# What the exercise asks:
Each entry below must be written out exactly, with pictures left out.

# Data extracts:
........

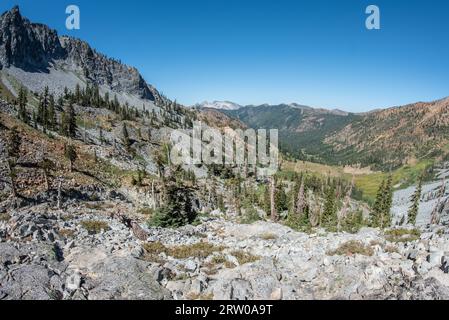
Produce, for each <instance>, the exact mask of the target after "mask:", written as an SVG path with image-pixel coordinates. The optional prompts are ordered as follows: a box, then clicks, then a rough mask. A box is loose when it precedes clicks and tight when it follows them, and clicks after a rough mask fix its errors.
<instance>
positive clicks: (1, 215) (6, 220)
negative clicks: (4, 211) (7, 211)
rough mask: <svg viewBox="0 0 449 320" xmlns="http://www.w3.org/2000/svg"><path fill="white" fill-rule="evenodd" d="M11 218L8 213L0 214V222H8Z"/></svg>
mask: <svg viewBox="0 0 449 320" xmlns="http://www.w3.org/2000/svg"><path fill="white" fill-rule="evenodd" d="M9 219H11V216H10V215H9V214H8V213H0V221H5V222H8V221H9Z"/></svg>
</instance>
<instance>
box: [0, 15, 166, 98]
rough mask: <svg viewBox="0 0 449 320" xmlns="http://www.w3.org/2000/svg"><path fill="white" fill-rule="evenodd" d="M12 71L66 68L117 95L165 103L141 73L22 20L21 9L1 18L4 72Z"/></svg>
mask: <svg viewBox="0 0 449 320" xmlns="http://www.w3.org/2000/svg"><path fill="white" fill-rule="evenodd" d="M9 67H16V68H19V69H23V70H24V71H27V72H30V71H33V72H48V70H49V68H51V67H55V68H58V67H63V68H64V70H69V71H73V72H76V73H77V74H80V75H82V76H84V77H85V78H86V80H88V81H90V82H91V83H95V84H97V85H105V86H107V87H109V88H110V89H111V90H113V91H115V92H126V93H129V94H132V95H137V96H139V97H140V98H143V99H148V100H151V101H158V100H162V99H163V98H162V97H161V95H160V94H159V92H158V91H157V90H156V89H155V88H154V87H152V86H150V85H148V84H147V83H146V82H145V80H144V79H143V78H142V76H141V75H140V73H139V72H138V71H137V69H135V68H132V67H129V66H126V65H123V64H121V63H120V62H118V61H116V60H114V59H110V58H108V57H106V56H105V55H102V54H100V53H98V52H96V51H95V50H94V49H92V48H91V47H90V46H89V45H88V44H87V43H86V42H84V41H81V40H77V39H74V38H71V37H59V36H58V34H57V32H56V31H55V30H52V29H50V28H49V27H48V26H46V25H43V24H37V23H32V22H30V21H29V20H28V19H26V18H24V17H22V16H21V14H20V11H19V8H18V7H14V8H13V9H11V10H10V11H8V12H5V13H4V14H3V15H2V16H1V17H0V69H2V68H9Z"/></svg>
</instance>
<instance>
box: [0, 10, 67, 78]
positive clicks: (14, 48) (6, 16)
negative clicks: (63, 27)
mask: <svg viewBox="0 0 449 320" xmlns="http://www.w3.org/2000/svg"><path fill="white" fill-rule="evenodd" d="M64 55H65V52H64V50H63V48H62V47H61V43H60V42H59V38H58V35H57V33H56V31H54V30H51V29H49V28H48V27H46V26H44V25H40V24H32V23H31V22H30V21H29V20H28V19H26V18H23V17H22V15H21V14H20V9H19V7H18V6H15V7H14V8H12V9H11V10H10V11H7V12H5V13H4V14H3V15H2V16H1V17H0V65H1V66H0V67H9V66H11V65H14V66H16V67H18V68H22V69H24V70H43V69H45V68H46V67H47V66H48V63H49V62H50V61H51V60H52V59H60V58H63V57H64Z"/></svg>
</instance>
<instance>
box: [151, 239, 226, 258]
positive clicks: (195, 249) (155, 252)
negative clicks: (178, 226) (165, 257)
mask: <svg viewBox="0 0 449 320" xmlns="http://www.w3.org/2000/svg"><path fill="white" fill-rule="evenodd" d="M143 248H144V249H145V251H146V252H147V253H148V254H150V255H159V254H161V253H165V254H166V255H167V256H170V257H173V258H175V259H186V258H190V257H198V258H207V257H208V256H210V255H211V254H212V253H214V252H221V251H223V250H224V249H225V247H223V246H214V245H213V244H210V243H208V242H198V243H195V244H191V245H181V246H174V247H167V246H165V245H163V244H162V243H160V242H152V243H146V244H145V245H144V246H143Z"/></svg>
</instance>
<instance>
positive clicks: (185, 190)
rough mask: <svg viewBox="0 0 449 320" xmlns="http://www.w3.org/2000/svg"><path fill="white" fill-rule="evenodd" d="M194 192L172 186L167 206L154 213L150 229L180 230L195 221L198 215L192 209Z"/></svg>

........

# Task response:
Produce, for each <instance>, the exact mask of the target after "mask:", written as an SVG path with image-pixel coordinates. The optional prompts are ordered as follows: a box, then clicks, then a rough mask. A box is loose when it precedes clicks and tight when it follows them, and clicks after a rough mask fix its errors.
<instance>
positive clicks: (1, 215) (6, 220)
negative clicks: (4, 211) (7, 211)
rough mask: <svg viewBox="0 0 449 320" xmlns="http://www.w3.org/2000/svg"><path fill="white" fill-rule="evenodd" d="M11 218L8 213L0 214V222H8Z"/></svg>
mask: <svg viewBox="0 0 449 320" xmlns="http://www.w3.org/2000/svg"><path fill="white" fill-rule="evenodd" d="M9 219H11V216H10V215H9V214H8V213H0V221H5V222H8V221H9Z"/></svg>
</instance>
<instance>
box: [0, 15, 166, 98]
rough mask: <svg viewBox="0 0 449 320" xmlns="http://www.w3.org/2000/svg"><path fill="white" fill-rule="evenodd" d="M12 71L66 68L117 95L165 103L141 73L22 20L21 9L1 18L4 72Z"/></svg>
mask: <svg viewBox="0 0 449 320" xmlns="http://www.w3.org/2000/svg"><path fill="white" fill-rule="evenodd" d="M9 67H16V68H19V69H23V70H24V71H27V72H30V71H33V72H48V70H49V68H51V67H55V68H58V67H63V68H64V70H69V71H73V72H76V73H77V74H80V75H82V76H84V77H85V78H86V80H88V81H90V82H91V83H95V84H97V85H105V86H107V87H109V88H110V89H111V90H113V91H115V92H126V93H129V94H132V95H137V96H139V97H140V98H143V99H148V100H151V101H158V100H162V99H163V98H162V97H161V95H160V94H159V92H158V91H157V90H156V89H155V88H154V87H152V86H150V85H148V84H147V83H146V82H145V80H144V79H143V78H142V76H141V75H140V73H139V72H138V71H137V69H135V68H132V67H129V66H126V65H123V64H121V63H120V62H118V61H116V60H114V59H110V58H108V57H106V56H105V55H102V54H100V53H98V52H96V51H95V50H94V49H92V48H91V47H90V46H89V45H88V44H87V43H86V42H84V41H81V40H77V39H74V38H71V37H59V36H58V34H57V32H56V31H55V30H52V29H50V28H49V27H48V26H46V25H43V24H37V23H32V22H30V21H29V20H28V19H26V18H24V17H22V16H21V14H20V11H19V8H18V7H14V8H13V9H11V10H10V11H8V12H5V13H4V14H3V15H2V16H1V17H0V69H2V68H9Z"/></svg>
</instance>
<instance>
box: [0, 10, 67, 78]
positive clicks: (14, 48) (6, 16)
negative clicks: (63, 27)
mask: <svg viewBox="0 0 449 320" xmlns="http://www.w3.org/2000/svg"><path fill="white" fill-rule="evenodd" d="M64 55H65V52H64V50H63V48H62V47H61V43H60V42H59V38H58V35H57V33H56V31H54V30H51V29H49V28H48V27H46V26H44V25H40V24H32V23H31V22H30V21H29V20H28V19H26V18H23V17H22V15H21V14H20V9H19V7H18V6H15V7H14V8H12V9H11V10H10V11H7V12H5V13H4V14H3V15H2V16H1V17H0V65H1V66H0V67H9V66H11V65H14V66H16V67H18V68H22V69H24V70H43V69H45V68H46V67H47V66H48V63H49V62H50V61H51V60H52V59H60V58H63V57H64Z"/></svg>
</instance>
<instance>
box: [151, 239, 226, 258]
positive clicks: (195, 249) (155, 252)
negative clicks: (178, 226) (165, 257)
mask: <svg viewBox="0 0 449 320" xmlns="http://www.w3.org/2000/svg"><path fill="white" fill-rule="evenodd" d="M143 248H144V249H145V251H146V252H147V253H148V254H150V255H159V254H161V253H165V254H166V255H167V256H170V257H173V258H175V259H186V258H190V257H198V258H207V257H208V256H210V255H211V254H212V253H214V252H221V251H223V250H224V249H225V247H223V246H214V245H213V244H210V243H208V242H198V243H195V244H191V245H181V246H174V247H167V246H165V245H163V244H162V243H160V242H152V243H146V244H145V245H144V246H143Z"/></svg>
</instance>
<instance>
positive clicks: (185, 190)
rough mask: <svg viewBox="0 0 449 320" xmlns="http://www.w3.org/2000/svg"><path fill="white" fill-rule="evenodd" d="M194 192L172 186L167 206L154 213L150 229L180 230L195 221L198 215L192 209Z"/></svg>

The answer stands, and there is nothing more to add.